Dataset records:

.....

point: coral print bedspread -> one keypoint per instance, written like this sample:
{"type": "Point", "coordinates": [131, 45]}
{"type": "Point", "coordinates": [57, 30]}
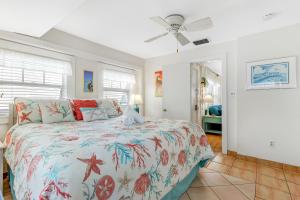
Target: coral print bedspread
{"type": "Point", "coordinates": [103, 159]}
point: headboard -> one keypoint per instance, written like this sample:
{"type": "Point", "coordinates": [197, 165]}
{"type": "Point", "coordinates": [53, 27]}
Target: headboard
{"type": "Point", "coordinates": [12, 118]}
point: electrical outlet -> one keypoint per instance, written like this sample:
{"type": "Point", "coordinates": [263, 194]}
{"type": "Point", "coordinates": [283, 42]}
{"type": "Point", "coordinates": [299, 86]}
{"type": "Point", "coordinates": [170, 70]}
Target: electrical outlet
{"type": "Point", "coordinates": [272, 143]}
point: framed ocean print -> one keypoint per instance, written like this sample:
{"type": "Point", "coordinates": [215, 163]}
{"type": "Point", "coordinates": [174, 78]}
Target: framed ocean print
{"type": "Point", "coordinates": [88, 81]}
{"type": "Point", "coordinates": [272, 74]}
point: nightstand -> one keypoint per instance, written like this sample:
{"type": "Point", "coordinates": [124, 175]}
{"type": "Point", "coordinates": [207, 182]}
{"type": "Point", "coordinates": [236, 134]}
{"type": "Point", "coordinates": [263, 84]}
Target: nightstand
{"type": "Point", "coordinates": [212, 124]}
{"type": "Point", "coordinates": [2, 147]}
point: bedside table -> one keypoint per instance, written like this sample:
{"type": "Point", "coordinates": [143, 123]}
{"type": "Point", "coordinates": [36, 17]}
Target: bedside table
{"type": "Point", "coordinates": [2, 147]}
{"type": "Point", "coordinates": [212, 124]}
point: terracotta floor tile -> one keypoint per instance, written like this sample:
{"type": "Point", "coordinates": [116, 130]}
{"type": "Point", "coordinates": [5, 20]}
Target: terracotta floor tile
{"type": "Point", "coordinates": [268, 193]}
{"type": "Point", "coordinates": [294, 188]}
{"type": "Point", "coordinates": [246, 158]}
{"type": "Point", "coordinates": [288, 168]}
{"type": "Point", "coordinates": [295, 197]}
{"type": "Point", "coordinates": [243, 174]}
{"type": "Point", "coordinates": [185, 197]}
{"type": "Point", "coordinates": [247, 189]}
{"type": "Point", "coordinates": [205, 170]}
{"type": "Point", "coordinates": [218, 167]}
{"type": "Point", "coordinates": [272, 182]}
{"type": "Point", "coordinates": [270, 163]}
{"type": "Point", "coordinates": [292, 177]}
{"type": "Point", "coordinates": [229, 193]}
{"type": "Point", "coordinates": [202, 193]}
{"type": "Point", "coordinates": [214, 179]}
{"type": "Point", "coordinates": [243, 164]}
{"type": "Point", "coordinates": [223, 159]}
{"type": "Point", "coordinates": [198, 182]}
{"type": "Point", "coordinates": [235, 180]}
{"type": "Point", "coordinates": [271, 171]}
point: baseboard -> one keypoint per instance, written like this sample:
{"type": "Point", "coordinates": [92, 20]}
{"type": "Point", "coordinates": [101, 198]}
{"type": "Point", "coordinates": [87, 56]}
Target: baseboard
{"type": "Point", "coordinates": [264, 161]}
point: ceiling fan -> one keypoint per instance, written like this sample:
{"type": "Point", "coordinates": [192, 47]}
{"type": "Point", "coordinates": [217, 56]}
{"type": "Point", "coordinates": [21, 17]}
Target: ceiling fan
{"type": "Point", "coordinates": [174, 25]}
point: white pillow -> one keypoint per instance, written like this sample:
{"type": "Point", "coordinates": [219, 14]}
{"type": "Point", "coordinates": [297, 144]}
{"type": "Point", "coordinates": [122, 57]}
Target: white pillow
{"type": "Point", "coordinates": [92, 114]}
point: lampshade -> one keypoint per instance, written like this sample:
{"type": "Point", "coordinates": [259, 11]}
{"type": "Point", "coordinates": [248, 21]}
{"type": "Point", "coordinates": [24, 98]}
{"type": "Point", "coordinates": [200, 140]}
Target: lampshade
{"type": "Point", "coordinates": [137, 99]}
{"type": "Point", "coordinates": [208, 99]}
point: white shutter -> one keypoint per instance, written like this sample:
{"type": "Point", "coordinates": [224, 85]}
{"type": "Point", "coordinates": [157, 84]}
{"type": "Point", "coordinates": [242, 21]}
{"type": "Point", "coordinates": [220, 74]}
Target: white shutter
{"type": "Point", "coordinates": [38, 81]}
{"type": "Point", "coordinates": [117, 85]}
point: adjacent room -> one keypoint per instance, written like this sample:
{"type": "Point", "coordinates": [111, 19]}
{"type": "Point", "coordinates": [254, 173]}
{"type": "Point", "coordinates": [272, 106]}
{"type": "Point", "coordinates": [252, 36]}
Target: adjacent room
{"type": "Point", "coordinates": [149, 100]}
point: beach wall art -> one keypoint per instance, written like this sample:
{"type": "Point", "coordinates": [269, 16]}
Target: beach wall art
{"type": "Point", "coordinates": [88, 81]}
{"type": "Point", "coordinates": [272, 74]}
{"type": "Point", "coordinates": [158, 83]}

.....

Activity: Reproduce the data above line for line, excluding every picture.

Answer:
point: coral print bedspread -> one keypoint per instance, written like this sample:
{"type": "Point", "coordinates": [131, 45]}
{"type": "Point", "coordinates": [57, 30]}
Target: coral print bedspread
{"type": "Point", "coordinates": [103, 159]}
point: headboard -> one keypoint per instance, written like this sample:
{"type": "Point", "coordinates": [197, 165]}
{"type": "Point", "coordinates": [53, 27]}
Target: headboard
{"type": "Point", "coordinates": [12, 118]}
point: electrical outlet -> one keypoint per instance, written like this sample:
{"type": "Point", "coordinates": [263, 194]}
{"type": "Point", "coordinates": [283, 42]}
{"type": "Point", "coordinates": [299, 86]}
{"type": "Point", "coordinates": [170, 70]}
Target: electrical outlet
{"type": "Point", "coordinates": [272, 143]}
point: framed ocean print -> one keypoint per instance, written like this sample:
{"type": "Point", "coordinates": [215, 163]}
{"type": "Point", "coordinates": [174, 78]}
Target: framed ocean print
{"type": "Point", "coordinates": [88, 81]}
{"type": "Point", "coordinates": [272, 74]}
point: nightstand -> one keypoint per instance, written like this sample:
{"type": "Point", "coordinates": [124, 175]}
{"type": "Point", "coordinates": [207, 182]}
{"type": "Point", "coordinates": [236, 134]}
{"type": "Point", "coordinates": [263, 84]}
Target: nightstand
{"type": "Point", "coordinates": [212, 124]}
{"type": "Point", "coordinates": [2, 147]}
point: bedside table -> one keypoint per instance, written like this sample:
{"type": "Point", "coordinates": [143, 123]}
{"type": "Point", "coordinates": [36, 17]}
Target: bedside table
{"type": "Point", "coordinates": [2, 147]}
{"type": "Point", "coordinates": [212, 124]}
point: terracotta floor tile -> one keypoint per instance, written like this sample:
{"type": "Point", "coordinates": [116, 130]}
{"type": "Point", "coordinates": [5, 20]}
Target: terracotta floor tile
{"type": "Point", "coordinates": [268, 193]}
{"type": "Point", "coordinates": [294, 188]}
{"type": "Point", "coordinates": [246, 158]}
{"type": "Point", "coordinates": [288, 168]}
{"type": "Point", "coordinates": [295, 197]}
{"type": "Point", "coordinates": [243, 174]}
{"type": "Point", "coordinates": [185, 197]}
{"type": "Point", "coordinates": [247, 189]}
{"type": "Point", "coordinates": [205, 170]}
{"type": "Point", "coordinates": [218, 167]}
{"type": "Point", "coordinates": [272, 182]}
{"type": "Point", "coordinates": [270, 163]}
{"type": "Point", "coordinates": [292, 177]}
{"type": "Point", "coordinates": [229, 193]}
{"type": "Point", "coordinates": [202, 193]}
{"type": "Point", "coordinates": [214, 179]}
{"type": "Point", "coordinates": [243, 164]}
{"type": "Point", "coordinates": [223, 159]}
{"type": "Point", "coordinates": [198, 182]}
{"type": "Point", "coordinates": [235, 180]}
{"type": "Point", "coordinates": [271, 171]}
point: baseboard -> one keypoint per instance, written like this sample:
{"type": "Point", "coordinates": [92, 20]}
{"type": "Point", "coordinates": [101, 198]}
{"type": "Point", "coordinates": [87, 56]}
Target: baseboard
{"type": "Point", "coordinates": [264, 161]}
point: ceiling fan -> one keypoint per instance, written like this sample:
{"type": "Point", "coordinates": [192, 47]}
{"type": "Point", "coordinates": [217, 56]}
{"type": "Point", "coordinates": [21, 17]}
Target: ceiling fan
{"type": "Point", "coordinates": [174, 25]}
point: white pillow -> one keypoint per instance, written like this sample:
{"type": "Point", "coordinates": [219, 14]}
{"type": "Point", "coordinates": [297, 144]}
{"type": "Point", "coordinates": [122, 57]}
Target: white pillow
{"type": "Point", "coordinates": [92, 114]}
point: lampshade -> one keypoint per instance, written like this sample:
{"type": "Point", "coordinates": [259, 11]}
{"type": "Point", "coordinates": [248, 21]}
{"type": "Point", "coordinates": [24, 98]}
{"type": "Point", "coordinates": [200, 140]}
Target: lampshade
{"type": "Point", "coordinates": [137, 99]}
{"type": "Point", "coordinates": [208, 99]}
point: white shutter -> one keypoint per instance, written like this sample:
{"type": "Point", "coordinates": [224, 85]}
{"type": "Point", "coordinates": [157, 84]}
{"type": "Point", "coordinates": [242, 21]}
{"type": "Point", "coordinates": [220, 74]}
Target: white shutter
{"type": "Point", "coordinates": [38, 81]}
{"type": "Point", "coordinates": [117, 85]}
point: adjacent room -> one keypoint per instance, written like this sample:
{"type": "Point", "coordinates": [111, 19]}
{"type": "Point", "coordinates": [254, 173]}
{"type": "Point", "coordinates": [272, 106]}
{"type": "Point", "coordinates": [252, 36]}
Target: adjacent room
{"type": "Point", "coordinates": [149, 100]}
point: beach wall art -> one keypoint per instance, written like this sample:
{"type": "Point", "coordinates": [269, 16]}
Target: beach wall art
{"type": "Point", "coordinates": [88, 81]}
{"type": "Point", "coordinates": [272, 74]}
{"type": "Point", "coordinates": [158, 83]}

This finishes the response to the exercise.